The much-anticipated eatery is as relaxed and fun as you’d expect the sister restaurant to Amsterdam Falafel to be, with a short but varied menu that includes a garlic sausage, a corn dog, an andouille, a beef dog wrapped in bacon, and the classic DC half-smoke, among others. Most of the menu is in the $4-7 range (with the exception being the Kobe: a $20 kobe beef dog), and you can get them “downtown” style with ketchups and schmancy mustards, or “uptown” with a wide range of unexpected toppings for a buck more. Don’t count on getting dinner for $4-7, though, as with most hot dogs, one is not enough.
I highly recommend the “Glove” (the aforementioned beef dog wrapped in bacon) with apricot chutney and fresh tomatoes, and the half-smoke with bacon crumbles, bleu cheese, and onions. Less impressive was the “Brokeback” corndog, which despite its excellent name is just an ordinary corndog. It’s fine, but does not live up to its hot dog brethren. I also have to say, I do not understand the mad love people have for the french fries, the same as at Amsterdam Falafel.
At least three more trips are necessary before I can say with confidence that I have tried all the best hot dogs that DC has to offer, so my real dog will get to go on a lot of walks down to M’Dawg in the next few weeks. If you see him, say hi–he’s friendly, and don’t worry if he seems sad. He’s just whining because he wants a half-smoke.

* **What is expected**
According to the restaurant review, what is the "Glove"? These rows have nothing to do with the restaurant review.

Referring expression data
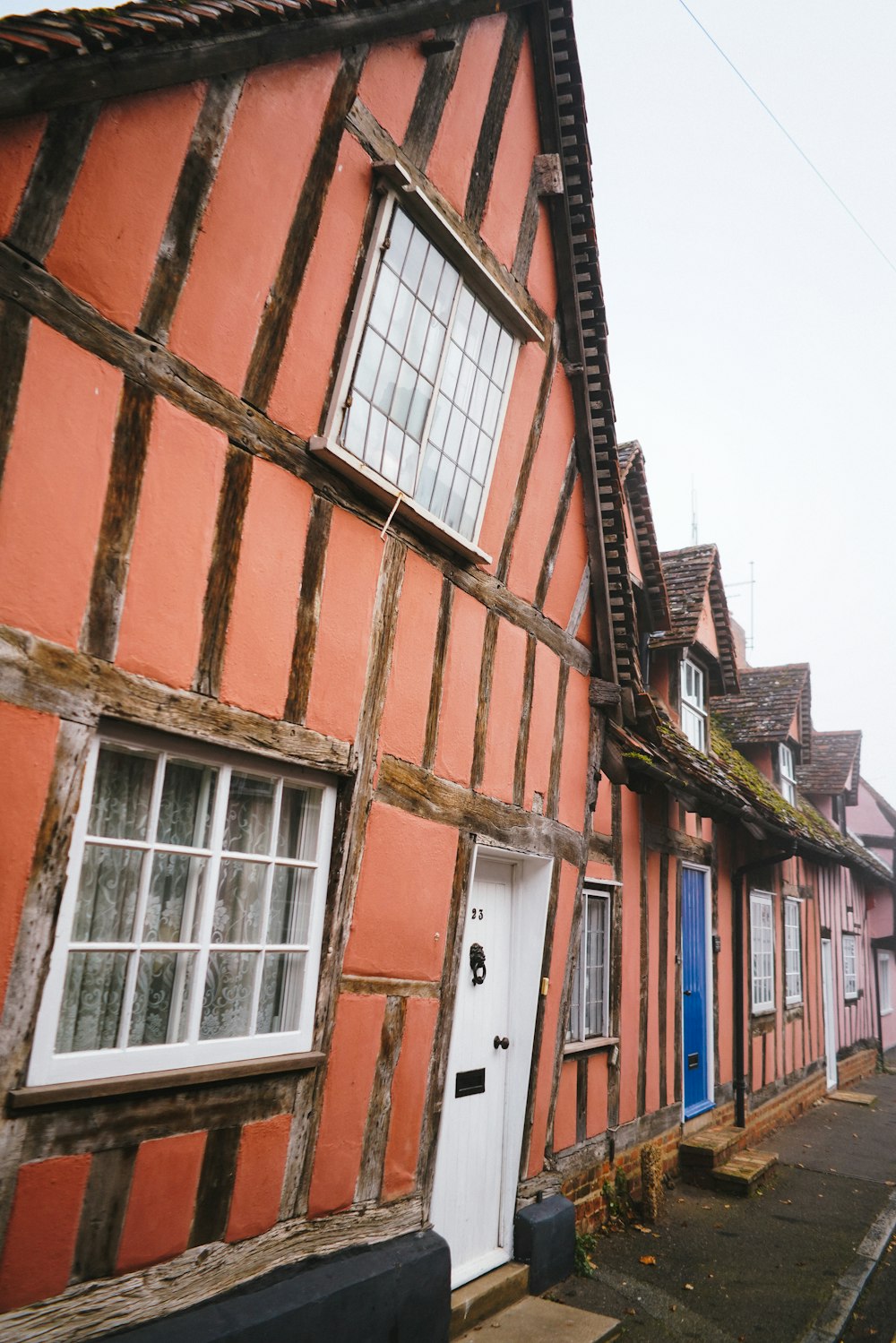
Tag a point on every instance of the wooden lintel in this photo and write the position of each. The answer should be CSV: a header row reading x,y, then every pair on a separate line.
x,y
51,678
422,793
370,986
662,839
* * *
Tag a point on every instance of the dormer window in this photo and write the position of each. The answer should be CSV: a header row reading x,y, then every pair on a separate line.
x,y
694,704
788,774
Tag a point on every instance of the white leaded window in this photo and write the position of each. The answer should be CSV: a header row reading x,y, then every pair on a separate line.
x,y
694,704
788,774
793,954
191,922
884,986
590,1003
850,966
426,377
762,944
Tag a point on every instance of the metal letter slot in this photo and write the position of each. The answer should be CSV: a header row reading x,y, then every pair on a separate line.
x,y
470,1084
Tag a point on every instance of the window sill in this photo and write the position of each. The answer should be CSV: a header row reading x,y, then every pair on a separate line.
--
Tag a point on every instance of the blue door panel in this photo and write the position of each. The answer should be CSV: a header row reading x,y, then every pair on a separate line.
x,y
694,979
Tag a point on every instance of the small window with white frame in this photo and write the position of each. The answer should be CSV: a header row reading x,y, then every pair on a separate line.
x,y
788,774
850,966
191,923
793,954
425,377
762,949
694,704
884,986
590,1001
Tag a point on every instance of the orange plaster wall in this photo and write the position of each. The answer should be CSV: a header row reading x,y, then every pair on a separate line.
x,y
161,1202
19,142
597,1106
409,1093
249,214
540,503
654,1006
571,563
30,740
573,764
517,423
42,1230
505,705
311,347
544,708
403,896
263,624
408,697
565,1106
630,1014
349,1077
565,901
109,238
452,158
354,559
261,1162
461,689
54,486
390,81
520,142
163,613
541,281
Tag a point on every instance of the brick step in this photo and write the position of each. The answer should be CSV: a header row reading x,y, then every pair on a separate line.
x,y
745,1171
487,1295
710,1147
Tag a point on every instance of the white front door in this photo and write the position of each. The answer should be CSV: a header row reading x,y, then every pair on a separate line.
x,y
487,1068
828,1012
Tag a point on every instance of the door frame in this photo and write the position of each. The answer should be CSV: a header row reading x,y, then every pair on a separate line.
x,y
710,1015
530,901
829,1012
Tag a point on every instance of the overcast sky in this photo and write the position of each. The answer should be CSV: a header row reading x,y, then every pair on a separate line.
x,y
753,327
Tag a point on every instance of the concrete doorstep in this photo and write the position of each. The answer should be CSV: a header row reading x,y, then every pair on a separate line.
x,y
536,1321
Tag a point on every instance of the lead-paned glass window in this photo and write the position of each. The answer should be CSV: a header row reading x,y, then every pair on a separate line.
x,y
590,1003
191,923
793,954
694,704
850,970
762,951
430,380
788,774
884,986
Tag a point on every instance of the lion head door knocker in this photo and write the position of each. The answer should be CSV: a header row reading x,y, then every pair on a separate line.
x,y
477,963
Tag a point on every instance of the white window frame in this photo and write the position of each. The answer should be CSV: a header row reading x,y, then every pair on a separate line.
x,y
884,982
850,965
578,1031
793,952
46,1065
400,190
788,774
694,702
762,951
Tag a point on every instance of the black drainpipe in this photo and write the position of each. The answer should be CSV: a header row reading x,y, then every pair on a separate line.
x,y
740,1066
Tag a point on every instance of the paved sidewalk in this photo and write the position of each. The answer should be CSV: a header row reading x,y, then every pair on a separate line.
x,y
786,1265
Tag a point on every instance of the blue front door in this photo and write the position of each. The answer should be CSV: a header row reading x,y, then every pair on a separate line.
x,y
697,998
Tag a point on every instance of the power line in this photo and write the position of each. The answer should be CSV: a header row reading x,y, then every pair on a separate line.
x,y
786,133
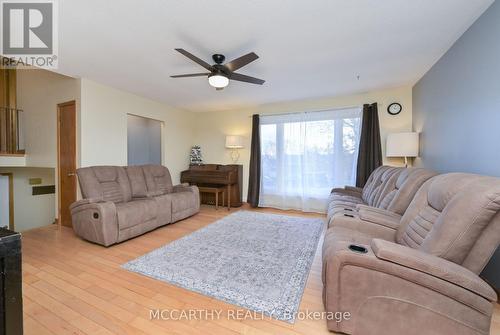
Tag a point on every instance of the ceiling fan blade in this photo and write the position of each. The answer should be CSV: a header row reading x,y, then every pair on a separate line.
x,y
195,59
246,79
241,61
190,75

* **Solution for this task**
A beef dog wrapped in bacon.